# Kurze Aufgabe 1
Gib den Absatz aus dem Auszug zur Einfuhrumsatzsteuer, der mit „Art. 144 in Verbindung mit“ beginnt, knapper wieder und behalte seine wesentlichen Aussagen bei.
# Kurze Aufgabe 2
Übernimm aus dem Auszug zur Einfuhrumsatzsteuer wortgetreu den Abschnitt, der mit den Worten „Einfuhrumsatzsteuer, Steuerbefreiung, Einbezug“ einsetzt und mit „Einfuhrumsatzsteuer erhoben wird.“ schließt.

# Ausgewählter Auszug
Entscheidungsstichwort (Thema)
Einfuhrumsatzsteuer, Steuerbefreiung, Einbezug von Beförderungskosten in die Besteuerungsgrundlage
Leitsatz (amtlich)
Art. 144 in Verbindung mit Art. 86 Abs. 1 Buchst. b der Richtlinie 2006/112/EG des Rates vom 28. November 2006 über das gemeinsame Mehrwertsteuersystem ist dahin auszulegen, dass er einer nationalen Regelung wie der im Ausgangsverfahren fraglichen entgegensteht, wonach die Anwendung der Mehrwertsteuerbefreiung auf Nebenleistungen, einschließlich der Beförderungsleistungen, nicht nur voraussetzt, dass deren Wert in die Besteuerungsgrundlage einbezogen wird, sondern auch, dass auf diese Leistungen bei der Einfuhr tatsächlich Einfuhrumsatzsteuer erhoben wird.
Normenkette
EGRL 112/2006 Art. 144, 86 Abs. 1
Beteiligte
Federal Express Europe Inc |
Tatbestand
„Vorlage zur Vorabentscheidung ‐ Mehrwertsteuer ‐ Sechste Richtlinie 77/388/EWG ‐ Richtlinie 2006/112/EG ‐ Befreiung von der Mehrwertsteuer ‐ Art. 86 Abs. 1 Buchst. b und Art. 144 ‐ Befreiung von Waren mit geringem Wert oder nicht kommerzieller Art von den Eingangsabgaben ‐ Steuerbefreiung für Dienstleistungen im Zusammenhang mit der Einfuhr von Gegenständen ‐ Nationale Regelung, nach der die Kosten für die Beförderung von Dokumenten und Gegenständen mit geringem Wert der Mehrwertsteuer unterliegen, obwohl es sich dabei um Nebenkosten von nicht der Steuer unterliegenden Gegenständen handelt“
In der Rechtssache C-273/16
betreffend ein Vorabentscheidungsersuchen nach Art. 267 AEUV, eingereicht von der Corte suprema di cassazione (Oberster Kassationsgerichtshof, Italien) mit Entscheidung vom 9. Dezember 2015, beim Gerichtshof eingegangen am 13. Mai 2016, in dem Verfahren
Agenzia delle Entrate
gegen
Federal Express Europe Inc.

Datensätze zur Punktannotation:
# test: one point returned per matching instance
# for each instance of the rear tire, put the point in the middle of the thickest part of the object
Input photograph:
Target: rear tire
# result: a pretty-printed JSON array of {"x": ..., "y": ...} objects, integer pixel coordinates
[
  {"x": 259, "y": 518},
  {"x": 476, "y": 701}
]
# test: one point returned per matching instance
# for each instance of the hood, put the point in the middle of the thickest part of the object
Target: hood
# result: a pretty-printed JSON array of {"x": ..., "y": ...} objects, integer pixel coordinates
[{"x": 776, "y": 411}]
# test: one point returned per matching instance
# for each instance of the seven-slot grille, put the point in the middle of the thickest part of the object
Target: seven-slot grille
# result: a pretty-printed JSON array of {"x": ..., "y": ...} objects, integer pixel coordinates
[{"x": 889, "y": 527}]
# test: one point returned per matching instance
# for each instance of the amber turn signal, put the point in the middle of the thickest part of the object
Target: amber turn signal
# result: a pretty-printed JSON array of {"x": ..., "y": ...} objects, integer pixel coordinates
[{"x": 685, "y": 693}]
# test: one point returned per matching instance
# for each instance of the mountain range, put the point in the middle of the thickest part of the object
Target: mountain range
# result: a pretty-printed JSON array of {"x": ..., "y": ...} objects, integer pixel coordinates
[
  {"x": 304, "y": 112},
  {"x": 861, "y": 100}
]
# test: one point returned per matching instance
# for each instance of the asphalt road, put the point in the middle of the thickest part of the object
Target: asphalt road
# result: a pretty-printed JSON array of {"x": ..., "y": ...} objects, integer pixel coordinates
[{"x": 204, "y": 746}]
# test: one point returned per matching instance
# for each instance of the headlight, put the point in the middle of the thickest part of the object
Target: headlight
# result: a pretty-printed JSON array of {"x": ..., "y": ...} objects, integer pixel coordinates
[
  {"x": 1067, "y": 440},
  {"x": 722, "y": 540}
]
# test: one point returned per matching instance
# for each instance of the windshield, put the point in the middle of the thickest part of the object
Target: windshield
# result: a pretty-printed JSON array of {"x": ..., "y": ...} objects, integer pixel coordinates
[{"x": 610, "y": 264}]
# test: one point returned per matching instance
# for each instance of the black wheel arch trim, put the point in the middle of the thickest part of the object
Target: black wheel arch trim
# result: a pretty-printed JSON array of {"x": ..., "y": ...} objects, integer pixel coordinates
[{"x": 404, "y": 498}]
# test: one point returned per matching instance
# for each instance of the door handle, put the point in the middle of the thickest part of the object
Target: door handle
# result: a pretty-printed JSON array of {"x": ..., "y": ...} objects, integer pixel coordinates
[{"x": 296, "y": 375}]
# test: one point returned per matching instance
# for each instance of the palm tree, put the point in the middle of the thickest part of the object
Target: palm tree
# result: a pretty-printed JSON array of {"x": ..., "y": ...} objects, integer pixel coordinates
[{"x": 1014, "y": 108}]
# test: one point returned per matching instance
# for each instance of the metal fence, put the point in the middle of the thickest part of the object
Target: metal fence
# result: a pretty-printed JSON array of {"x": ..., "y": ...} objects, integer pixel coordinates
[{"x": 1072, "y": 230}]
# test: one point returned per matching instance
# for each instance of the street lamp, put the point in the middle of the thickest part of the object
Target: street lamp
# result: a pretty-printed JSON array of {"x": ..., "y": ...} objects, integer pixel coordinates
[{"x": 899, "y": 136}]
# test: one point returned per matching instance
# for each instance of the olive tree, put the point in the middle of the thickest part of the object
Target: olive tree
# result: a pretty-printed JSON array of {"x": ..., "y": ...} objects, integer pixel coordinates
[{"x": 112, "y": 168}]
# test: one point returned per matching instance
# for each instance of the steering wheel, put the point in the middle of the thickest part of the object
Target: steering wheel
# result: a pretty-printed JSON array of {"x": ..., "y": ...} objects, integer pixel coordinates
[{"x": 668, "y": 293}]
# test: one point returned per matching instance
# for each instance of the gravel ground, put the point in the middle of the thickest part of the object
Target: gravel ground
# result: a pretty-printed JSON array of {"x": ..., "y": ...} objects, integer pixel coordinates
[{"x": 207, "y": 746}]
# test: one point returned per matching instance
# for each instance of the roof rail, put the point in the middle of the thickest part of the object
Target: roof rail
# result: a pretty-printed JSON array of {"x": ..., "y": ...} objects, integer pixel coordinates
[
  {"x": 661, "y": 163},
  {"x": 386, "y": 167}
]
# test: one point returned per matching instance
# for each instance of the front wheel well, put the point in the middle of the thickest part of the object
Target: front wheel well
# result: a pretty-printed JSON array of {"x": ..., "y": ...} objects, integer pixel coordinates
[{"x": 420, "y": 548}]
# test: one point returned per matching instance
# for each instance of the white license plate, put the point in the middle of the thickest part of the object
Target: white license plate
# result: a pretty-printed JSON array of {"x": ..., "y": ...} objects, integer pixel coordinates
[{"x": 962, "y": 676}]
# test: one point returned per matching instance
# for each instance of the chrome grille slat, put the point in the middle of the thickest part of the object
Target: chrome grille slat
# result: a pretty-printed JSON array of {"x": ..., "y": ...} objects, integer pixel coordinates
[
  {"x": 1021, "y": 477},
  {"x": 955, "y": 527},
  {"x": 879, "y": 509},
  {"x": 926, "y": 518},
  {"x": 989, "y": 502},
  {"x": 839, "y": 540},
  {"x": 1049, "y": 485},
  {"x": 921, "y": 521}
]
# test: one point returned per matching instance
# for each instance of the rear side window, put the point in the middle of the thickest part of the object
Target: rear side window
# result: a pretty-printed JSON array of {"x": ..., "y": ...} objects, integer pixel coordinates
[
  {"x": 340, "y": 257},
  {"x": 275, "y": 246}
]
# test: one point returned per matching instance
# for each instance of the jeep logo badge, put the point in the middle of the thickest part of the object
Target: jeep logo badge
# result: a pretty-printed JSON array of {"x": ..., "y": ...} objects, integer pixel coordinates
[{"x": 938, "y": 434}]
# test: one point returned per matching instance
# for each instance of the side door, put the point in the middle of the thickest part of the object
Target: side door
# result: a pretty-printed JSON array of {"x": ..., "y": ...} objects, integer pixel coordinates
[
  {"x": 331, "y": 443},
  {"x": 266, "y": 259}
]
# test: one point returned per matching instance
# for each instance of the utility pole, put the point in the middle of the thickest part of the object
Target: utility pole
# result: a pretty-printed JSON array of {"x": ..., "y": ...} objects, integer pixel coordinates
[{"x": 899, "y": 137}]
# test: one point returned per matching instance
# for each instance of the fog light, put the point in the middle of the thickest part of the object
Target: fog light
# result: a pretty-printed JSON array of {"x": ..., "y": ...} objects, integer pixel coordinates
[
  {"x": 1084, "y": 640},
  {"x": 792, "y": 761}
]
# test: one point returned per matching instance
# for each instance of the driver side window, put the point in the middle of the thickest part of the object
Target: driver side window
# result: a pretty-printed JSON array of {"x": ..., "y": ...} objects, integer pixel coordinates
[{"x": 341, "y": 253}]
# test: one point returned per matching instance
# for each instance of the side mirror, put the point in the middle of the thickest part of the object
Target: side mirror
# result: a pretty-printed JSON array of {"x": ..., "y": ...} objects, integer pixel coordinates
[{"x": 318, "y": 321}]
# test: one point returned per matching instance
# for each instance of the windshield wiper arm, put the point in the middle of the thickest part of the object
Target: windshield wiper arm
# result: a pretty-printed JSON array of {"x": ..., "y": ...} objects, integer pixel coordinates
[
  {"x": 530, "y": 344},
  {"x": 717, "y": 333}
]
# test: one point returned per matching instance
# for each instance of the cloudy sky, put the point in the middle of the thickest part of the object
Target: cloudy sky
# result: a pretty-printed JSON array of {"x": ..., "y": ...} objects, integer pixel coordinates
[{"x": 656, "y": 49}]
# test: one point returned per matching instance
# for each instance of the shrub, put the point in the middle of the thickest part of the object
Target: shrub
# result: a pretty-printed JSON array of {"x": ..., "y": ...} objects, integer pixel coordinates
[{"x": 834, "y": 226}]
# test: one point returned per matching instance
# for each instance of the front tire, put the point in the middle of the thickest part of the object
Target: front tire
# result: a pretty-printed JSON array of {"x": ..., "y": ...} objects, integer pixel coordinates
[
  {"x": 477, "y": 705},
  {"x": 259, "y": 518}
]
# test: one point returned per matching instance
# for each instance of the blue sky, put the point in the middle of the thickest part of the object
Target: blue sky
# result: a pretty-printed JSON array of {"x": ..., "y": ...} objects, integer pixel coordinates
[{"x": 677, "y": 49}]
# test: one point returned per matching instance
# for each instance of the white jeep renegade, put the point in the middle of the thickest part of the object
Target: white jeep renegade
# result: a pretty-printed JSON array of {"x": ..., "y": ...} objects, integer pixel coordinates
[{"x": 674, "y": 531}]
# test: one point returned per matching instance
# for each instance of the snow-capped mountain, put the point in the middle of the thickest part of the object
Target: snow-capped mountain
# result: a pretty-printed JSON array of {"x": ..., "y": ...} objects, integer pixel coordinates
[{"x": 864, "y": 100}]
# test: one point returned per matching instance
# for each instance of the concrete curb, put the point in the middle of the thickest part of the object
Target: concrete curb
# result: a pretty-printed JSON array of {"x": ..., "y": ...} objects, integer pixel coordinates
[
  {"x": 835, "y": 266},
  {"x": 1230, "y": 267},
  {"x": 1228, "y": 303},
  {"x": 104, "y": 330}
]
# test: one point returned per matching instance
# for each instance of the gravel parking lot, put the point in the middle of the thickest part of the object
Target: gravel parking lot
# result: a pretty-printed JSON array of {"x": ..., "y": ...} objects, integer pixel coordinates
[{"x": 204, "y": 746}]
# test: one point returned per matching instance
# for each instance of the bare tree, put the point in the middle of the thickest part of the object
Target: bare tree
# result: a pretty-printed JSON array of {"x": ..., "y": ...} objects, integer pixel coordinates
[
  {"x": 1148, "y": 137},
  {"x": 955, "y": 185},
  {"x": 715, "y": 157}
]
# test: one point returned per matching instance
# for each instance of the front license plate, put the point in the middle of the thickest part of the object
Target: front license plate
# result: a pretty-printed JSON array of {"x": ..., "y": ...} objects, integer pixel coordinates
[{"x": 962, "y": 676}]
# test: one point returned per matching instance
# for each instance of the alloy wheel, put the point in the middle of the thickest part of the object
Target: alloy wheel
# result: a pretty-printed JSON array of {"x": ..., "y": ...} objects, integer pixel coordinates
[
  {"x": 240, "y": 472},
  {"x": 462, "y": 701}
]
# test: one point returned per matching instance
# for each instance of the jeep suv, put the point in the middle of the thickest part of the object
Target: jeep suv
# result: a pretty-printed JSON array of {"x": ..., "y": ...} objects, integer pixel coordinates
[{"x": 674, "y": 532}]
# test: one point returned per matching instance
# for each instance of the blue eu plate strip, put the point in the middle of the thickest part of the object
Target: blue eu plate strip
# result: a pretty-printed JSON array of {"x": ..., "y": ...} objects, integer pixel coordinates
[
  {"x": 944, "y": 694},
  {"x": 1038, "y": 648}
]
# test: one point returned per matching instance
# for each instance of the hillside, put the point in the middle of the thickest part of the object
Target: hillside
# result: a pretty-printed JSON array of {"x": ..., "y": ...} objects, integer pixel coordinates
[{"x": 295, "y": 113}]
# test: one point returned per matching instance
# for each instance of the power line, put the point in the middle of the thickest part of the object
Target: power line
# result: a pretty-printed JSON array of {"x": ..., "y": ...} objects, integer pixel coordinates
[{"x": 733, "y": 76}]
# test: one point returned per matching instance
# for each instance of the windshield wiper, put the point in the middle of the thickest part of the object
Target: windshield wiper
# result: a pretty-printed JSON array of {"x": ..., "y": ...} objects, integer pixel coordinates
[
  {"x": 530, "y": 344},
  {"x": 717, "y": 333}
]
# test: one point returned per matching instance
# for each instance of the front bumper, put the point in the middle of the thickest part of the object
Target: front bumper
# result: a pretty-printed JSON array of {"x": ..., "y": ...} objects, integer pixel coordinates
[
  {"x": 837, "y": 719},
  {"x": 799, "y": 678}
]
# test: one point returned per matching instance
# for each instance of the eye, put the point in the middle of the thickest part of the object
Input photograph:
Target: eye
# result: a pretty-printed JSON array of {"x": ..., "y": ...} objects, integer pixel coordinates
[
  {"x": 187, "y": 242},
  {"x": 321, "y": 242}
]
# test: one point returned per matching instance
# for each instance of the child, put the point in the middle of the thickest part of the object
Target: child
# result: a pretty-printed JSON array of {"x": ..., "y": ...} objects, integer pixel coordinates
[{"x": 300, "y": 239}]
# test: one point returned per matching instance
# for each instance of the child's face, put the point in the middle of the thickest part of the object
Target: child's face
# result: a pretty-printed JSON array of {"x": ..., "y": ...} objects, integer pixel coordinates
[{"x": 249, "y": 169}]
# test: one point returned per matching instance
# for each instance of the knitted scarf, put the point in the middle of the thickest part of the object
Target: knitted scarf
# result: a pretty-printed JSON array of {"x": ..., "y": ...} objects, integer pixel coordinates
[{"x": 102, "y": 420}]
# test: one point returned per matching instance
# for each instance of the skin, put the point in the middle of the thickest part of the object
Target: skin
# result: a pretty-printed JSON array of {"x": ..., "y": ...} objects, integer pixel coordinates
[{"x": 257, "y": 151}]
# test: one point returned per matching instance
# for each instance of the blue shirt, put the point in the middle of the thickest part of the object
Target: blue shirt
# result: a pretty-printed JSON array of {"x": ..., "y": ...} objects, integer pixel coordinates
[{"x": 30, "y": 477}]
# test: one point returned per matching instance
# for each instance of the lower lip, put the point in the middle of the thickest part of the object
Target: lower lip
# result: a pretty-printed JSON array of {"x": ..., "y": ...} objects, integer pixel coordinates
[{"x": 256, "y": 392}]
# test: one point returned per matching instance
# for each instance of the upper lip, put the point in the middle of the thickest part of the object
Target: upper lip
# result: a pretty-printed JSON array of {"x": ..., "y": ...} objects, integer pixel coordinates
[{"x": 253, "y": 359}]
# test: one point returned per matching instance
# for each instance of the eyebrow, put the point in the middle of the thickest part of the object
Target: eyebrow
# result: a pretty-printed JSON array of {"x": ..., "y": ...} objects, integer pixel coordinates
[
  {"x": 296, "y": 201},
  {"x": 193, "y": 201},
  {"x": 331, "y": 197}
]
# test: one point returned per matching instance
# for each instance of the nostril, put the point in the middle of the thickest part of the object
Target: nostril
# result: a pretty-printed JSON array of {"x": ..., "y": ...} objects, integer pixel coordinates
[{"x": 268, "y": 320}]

# Ergebnis 1
Art. 144 in Verbindung mit Art. 86 Abs. 1 Buchst. b der Mehrwertsteuer-Richtlinie 2006/112/EG verbietet eine nationale Regelung wie die im Ausgangsverfahren. Diese Regelung macht die Mehrwertsteuerbefreiung für Nebenleistungen, auch für Beförderungsleistungen, von zwei Bedingungen abhängig. Ihr Wert muss in die Besteuerungsgrundlage einbezogen werden. Außerdem muss auf sie bei der Einfuhr tatsächlich Einfuhrumsatzsteuer erhoben werden.

# Ergebnis 2
Einfuhrumsatzsteuer, Steuerbefreiung, Einbezug von Beförderungskosten in die Besteuerungsgrundlage
Leitsatz (amtlich)
Art. 144 in Verbindung mit Art. 86 Abs. 1 Buchst. b der Richtlinie 2006/112/EG des Rates vom 28. November 2006 über das gemeinsame Mehrwertsteuersystem ist dahin auszulegen, dass er einer nationalen Regelung wie der im Ausgangsverfahren fraglichen entgegensteht, wonach die Anwendung der Mehrwertsteuerbefreiung auf Nebenleistungen, einschließlich der Beförderungsleistungen, nicht nur voraussetzt, dass deren Wert in die Besteuerungsgrundlage einbezogen wird, sondern auch, dass auf diese Leistungen bei der Einfuhr tatsächlich Einfuhrumsatzsteuer erhoben wird.